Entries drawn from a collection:

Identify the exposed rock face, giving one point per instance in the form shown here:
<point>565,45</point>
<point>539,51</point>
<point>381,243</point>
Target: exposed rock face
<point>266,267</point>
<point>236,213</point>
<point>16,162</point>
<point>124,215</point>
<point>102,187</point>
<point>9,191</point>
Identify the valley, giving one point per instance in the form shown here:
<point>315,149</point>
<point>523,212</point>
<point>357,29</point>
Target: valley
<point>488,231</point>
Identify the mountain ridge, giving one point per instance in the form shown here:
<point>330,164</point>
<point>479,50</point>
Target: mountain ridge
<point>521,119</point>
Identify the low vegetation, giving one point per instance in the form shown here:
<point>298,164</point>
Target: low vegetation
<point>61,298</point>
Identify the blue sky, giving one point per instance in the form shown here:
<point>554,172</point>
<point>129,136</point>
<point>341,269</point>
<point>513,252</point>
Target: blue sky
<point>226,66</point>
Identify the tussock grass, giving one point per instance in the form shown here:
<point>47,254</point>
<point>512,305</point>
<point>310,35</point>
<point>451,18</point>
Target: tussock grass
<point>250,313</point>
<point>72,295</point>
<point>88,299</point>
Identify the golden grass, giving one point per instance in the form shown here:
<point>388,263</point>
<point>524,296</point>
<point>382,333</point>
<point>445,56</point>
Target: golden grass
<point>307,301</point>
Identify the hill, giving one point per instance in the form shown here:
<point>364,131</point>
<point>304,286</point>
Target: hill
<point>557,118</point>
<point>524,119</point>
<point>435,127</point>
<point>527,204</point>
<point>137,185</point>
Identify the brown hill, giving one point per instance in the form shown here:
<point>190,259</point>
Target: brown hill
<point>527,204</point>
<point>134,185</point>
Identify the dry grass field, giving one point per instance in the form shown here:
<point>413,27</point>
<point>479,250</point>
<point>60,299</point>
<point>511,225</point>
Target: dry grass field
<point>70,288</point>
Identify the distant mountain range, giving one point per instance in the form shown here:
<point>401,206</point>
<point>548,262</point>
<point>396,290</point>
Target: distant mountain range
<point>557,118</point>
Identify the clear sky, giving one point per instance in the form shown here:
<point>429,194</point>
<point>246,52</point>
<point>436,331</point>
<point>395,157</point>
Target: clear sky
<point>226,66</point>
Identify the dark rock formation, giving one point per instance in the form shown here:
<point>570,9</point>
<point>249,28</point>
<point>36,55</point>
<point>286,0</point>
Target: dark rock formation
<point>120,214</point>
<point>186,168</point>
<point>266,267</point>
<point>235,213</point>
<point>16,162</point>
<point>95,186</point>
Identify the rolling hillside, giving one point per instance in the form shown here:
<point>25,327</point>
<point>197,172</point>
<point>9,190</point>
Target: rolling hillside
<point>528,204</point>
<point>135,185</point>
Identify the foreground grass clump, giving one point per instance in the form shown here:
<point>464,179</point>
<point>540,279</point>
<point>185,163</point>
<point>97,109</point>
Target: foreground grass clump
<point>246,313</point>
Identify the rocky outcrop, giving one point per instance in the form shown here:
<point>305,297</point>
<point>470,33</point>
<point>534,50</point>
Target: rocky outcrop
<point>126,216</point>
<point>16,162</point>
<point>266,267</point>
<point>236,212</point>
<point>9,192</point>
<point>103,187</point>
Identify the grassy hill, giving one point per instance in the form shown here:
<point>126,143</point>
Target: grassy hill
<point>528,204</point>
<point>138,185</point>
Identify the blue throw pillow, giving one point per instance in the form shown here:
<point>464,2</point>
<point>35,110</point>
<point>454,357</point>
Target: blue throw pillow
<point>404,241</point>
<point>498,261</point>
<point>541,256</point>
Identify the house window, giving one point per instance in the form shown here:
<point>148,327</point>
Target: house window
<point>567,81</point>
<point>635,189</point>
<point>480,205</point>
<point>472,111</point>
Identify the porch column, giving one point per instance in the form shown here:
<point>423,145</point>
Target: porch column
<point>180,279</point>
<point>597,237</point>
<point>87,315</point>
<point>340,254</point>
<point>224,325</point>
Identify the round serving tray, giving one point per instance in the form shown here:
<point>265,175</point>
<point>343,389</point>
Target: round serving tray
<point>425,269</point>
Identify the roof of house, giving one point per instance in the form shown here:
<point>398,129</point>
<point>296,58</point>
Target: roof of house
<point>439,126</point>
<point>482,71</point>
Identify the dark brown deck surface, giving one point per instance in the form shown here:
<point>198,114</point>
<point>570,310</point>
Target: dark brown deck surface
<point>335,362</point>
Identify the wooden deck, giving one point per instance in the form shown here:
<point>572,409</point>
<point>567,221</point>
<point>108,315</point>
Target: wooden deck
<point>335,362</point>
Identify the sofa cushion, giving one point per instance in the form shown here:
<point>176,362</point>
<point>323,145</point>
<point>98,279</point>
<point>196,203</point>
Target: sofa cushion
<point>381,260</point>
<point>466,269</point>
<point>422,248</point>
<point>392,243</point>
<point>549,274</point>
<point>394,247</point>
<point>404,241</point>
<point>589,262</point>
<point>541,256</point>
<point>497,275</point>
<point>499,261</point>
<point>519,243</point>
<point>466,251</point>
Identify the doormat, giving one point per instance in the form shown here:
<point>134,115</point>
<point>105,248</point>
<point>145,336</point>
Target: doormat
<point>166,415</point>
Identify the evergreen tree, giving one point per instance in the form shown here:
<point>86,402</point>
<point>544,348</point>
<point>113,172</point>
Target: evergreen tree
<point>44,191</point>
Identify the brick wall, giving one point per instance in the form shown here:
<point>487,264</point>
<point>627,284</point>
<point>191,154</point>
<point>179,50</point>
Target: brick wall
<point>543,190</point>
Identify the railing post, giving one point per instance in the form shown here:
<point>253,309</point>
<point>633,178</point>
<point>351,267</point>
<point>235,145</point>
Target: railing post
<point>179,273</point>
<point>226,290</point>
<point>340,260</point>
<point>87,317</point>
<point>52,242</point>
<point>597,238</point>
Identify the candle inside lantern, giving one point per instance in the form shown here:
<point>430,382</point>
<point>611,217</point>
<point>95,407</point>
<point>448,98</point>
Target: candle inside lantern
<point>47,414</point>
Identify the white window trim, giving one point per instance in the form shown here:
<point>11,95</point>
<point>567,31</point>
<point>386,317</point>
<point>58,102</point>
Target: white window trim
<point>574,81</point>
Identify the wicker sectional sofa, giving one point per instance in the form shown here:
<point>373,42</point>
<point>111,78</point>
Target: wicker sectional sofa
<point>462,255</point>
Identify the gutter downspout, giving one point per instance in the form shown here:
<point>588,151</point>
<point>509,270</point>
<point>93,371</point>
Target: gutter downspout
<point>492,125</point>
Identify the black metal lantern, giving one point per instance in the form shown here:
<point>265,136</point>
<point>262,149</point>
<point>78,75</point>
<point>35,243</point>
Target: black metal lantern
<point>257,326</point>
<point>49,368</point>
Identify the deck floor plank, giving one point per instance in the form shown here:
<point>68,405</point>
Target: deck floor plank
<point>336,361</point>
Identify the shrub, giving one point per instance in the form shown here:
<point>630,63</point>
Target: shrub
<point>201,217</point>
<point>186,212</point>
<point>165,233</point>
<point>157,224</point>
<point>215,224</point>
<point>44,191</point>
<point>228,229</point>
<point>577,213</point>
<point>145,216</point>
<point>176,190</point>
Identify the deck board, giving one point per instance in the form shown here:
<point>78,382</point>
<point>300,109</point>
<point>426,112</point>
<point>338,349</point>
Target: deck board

AIM OF THE EXERCISE:
Please rewrite the stretch of material from its start through the line containing "<point>70,288</point>", requests included, adding 101 to every coordinate in the answer points while leaving the requests and their sample points unchanged.

OUTPUT FOR THIS EXERCISE:
Identify the exposed rock face, giving one point per instance in the form shown here:
<point>565,45</point>
<point>539,51</point>
<point>381,243</point>
Target: exposed rock face
<point>367,368</point>
<point>337,314</point>
<point>117,263</point>
<point>225,316</point>
<point>203,288</point>
<point>110,292</point>
Identify the valley, giving one point per instance in the form shown here:
<point>315,149</point>
<point>523,212</point>
<point>357,29</point>
Target: valley
<point>589,332</point>
Identify the mountain ridge, giving one point per instance in the form shown here:
<point>330,164</point>
<point>479,50</point>
Target: mountain ridge
<point>622,220</point>
Identify the low vegetation, giving one point per instance in the form shown here:
<point>298,164</point>
Target: low vegetation
<point>162,399</point>
Identify the blue sky, giving one point per instance in the form shown here:
<point>554,172</point>
<point>129,136</point>
<point>341,269</point>
<point>513,252</point>
Target: blue sky
<point>327,167</point>
Identify the tussock grass, giving one point per instance in the form shown here:
<point>47,254</point>
<point>512,305</point>
<point>310,35</point>
<point>451,18</point>
Target: tussock grass
<point>351,414</point>
<point>173,396</point>
<point>189,400</point>
Identify the golden grass, giving one point per instance in the form shown here:
<point>388,263</point>
<point>524,296</point>
<point>382,333</point>
<point>445,56</point>
Target: golden grass
<point>408,402</point>
Identify the hill, giving one point per instance in the form shown here:
<point>364,131</point>
<point>304,286</point>
Target: hill
<point>658,219</point>
<point>625,220</point>
<point>536,228</point>
<point>628,305</point>
<point>238,286</point>
Identify the brown hill, giving one point per instance in the form shown here:
<point>190,259</point>
Target: brown hill
<point>628,305</point>
<point>235,286</point>
Identify the dry grass field, giving one point per instance in the form shown here:
<point>413,27</point>
<point>479,250</point>
<point>60,299</point>
<point>511,225</point>
Target: dry grass field
<point>171,389</point>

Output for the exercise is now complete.